FRAGMENTO DEL TEXTO =>
Hugo en una esquina
by Carola Chávez
Íbamos de regreso a Caracas de ya no recuerdo de dónde, en
esos días de campaña cuando los lugares se empataban unos con otros, días de
intensos que vivía yo cinematográficamente, tratando de grabar para siempre
cada imagen, cada cara, cada palabra, cada silencio.
Íbamos en la caravana presidencial hermanados en el
acostumbrado atapuzamiento de la camionetica que nos llevaba. Cámaras,
trípodes, mochilas, reposaban sobre nuestros cuerpos que en algún momento
pedirían reposo, después de la victoria, porque reposar entonces era rendirse.
Era de noche y habíamos trabajado duro, habíamos vivido intensamente otro día
de campaña junto a un hombre infatigable, invencible. Pensábamos que la noche
nos daría una pequeña tregua, un rato de sueño para poder seguir soñando.
Estábamos ya a pocos metros de Miraflores cuando cambió la
seña: “Al museo. Vamos al museo”. Se preguntaban mis compañeros qué íbamos a
hacer a esta hora en el Museo Militar. Yo les dije que creía que no se trataba
de ese museo, les confesé mi sospecha asombrada: “Creo que vamos a la Plaza de
los Museo, a la ruta nocturna, a la fiesta donde está esa muchachera esperando
el lanzamiento del satélite Miranda”.
Nuestras pilas a punto de caducar por el día nuevamente
recargadas, alertas, esperando lo imposible, como es costumbre cuando uno anda
por ahí con mi Presi, el Comandante de los sueños.
Se detuvo la caravana, saltamos fuera de la camionetica que
nos llevaba, todos a la vez por una sola puerta. Corrimos. Yo ya había
aprendido a correr como una campeona siguiendo los pasos de mi Presi.

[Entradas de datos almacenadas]
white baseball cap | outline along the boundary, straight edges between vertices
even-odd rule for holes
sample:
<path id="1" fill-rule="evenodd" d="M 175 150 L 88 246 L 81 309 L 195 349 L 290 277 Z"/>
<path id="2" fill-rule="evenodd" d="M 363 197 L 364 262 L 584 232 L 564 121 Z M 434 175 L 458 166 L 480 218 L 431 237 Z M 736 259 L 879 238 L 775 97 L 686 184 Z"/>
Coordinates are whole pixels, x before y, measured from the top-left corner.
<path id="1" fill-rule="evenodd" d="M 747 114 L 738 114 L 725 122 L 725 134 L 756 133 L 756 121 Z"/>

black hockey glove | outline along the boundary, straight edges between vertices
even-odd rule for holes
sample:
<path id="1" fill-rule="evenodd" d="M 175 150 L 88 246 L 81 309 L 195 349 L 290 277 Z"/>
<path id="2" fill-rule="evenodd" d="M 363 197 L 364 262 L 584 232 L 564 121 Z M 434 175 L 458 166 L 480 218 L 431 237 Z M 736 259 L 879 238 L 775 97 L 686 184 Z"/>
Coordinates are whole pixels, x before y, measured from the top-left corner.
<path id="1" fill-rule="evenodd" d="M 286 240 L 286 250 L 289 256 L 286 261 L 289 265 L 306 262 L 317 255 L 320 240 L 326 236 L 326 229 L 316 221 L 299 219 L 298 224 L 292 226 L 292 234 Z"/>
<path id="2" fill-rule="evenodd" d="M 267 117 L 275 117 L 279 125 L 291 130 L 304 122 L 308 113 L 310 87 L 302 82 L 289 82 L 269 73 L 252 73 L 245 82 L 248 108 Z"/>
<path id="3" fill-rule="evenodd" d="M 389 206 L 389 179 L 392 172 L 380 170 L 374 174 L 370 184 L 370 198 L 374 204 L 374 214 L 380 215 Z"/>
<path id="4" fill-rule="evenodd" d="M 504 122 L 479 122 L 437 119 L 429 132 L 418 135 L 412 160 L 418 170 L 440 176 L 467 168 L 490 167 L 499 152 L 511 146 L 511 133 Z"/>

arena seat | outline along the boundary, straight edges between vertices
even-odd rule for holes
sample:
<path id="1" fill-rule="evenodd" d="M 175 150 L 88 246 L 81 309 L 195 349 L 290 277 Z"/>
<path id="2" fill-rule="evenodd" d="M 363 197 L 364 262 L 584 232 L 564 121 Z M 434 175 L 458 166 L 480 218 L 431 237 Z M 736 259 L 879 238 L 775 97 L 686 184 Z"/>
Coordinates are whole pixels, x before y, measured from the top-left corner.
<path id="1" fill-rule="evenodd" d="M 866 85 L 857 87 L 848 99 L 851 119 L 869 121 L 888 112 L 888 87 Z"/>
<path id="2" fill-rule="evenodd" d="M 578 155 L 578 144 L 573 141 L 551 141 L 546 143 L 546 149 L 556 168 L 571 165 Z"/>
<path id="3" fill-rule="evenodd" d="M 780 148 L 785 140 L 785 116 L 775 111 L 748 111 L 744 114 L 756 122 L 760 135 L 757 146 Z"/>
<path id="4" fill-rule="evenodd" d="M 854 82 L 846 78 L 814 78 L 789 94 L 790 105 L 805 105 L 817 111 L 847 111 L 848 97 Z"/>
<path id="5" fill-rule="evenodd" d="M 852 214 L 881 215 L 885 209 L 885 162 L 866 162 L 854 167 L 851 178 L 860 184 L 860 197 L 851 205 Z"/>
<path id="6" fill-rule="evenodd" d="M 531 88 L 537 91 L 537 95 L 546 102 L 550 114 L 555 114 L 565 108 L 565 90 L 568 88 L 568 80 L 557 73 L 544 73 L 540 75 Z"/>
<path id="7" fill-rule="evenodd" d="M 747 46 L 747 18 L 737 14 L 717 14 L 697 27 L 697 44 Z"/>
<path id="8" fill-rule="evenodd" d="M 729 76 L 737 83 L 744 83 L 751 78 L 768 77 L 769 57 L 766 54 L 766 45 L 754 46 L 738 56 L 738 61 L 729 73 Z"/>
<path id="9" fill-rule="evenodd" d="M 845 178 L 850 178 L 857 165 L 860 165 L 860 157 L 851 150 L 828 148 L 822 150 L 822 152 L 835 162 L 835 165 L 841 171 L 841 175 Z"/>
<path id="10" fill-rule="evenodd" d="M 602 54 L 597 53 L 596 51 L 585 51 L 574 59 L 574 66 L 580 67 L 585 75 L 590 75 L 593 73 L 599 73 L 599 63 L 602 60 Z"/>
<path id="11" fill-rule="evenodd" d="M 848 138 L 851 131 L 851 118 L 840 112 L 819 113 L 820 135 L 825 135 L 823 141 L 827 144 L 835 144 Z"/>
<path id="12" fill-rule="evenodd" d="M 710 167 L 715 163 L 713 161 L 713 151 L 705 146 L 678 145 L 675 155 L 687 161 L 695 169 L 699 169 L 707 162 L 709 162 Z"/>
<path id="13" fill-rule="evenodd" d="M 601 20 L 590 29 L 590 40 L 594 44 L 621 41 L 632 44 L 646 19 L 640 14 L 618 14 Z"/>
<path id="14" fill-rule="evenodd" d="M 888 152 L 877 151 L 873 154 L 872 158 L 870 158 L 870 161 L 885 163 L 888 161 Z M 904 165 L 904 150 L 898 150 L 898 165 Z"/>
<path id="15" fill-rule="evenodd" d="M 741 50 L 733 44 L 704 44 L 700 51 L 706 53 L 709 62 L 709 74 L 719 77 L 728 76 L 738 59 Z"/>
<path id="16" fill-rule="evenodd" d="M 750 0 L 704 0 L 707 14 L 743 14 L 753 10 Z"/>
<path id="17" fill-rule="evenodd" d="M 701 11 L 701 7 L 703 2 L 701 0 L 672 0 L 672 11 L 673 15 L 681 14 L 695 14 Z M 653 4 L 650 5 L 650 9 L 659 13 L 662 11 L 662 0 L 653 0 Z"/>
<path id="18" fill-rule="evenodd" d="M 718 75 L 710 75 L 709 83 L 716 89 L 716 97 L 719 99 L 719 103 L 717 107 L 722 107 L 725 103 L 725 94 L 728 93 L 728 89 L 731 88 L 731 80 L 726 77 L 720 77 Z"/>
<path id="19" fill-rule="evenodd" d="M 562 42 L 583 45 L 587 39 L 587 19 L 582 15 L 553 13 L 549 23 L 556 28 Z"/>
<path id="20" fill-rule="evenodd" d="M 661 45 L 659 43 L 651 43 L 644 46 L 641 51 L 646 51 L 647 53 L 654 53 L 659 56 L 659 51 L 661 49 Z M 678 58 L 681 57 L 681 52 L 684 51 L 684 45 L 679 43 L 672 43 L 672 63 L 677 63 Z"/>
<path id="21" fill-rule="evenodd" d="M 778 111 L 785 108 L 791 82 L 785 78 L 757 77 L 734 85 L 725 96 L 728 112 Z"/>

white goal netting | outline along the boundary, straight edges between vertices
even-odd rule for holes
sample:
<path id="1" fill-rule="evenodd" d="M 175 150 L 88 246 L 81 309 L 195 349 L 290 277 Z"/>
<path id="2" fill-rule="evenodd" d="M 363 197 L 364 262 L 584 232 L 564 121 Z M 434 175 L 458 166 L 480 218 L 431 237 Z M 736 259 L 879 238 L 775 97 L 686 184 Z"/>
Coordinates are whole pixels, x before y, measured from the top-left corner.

SOLICITUD => Actualiza un pasaje del fragmento del texto: vuelve a escribirlo empezando en las palabras "Estábamos ya a" y terminando después de "de mi Presi.", pero con "comitiva" en lugar de "caravana".

RESPUESTA =>
Estábamos ya a pocos metros de Miraflores cuando cambió la
seña: “Al museo. Vamos al museo”. Se preguntaban mis compañeros qué íbamos a
hacer a esta hora en el Museo Militar. Yo les dije que creía que no se trataba
de ese museo, les confesé mi sospecha asombrada: “Creo que vamos a la Plaza de
los Museo, a la ruta nocturna, a la fiesta donde está esa muchachera esperando
el lanzamiento del satélite Miranda”.
Nuestras pilas a punto de caducar por el día nuevamente
recargadas, alertas, esperando lo imposible, como es costumbre cuando uno anda
por ahí con mi Presi, el Comandante de los sueños.
Se detuvo la comitiva, saltamos fuera de la camionetica que
nos llevaba, todos a la vez por una sola puerta. Corrimos. Yo ya había
aprendido a correr como una campeona siguiendo los pasos de mi Presi.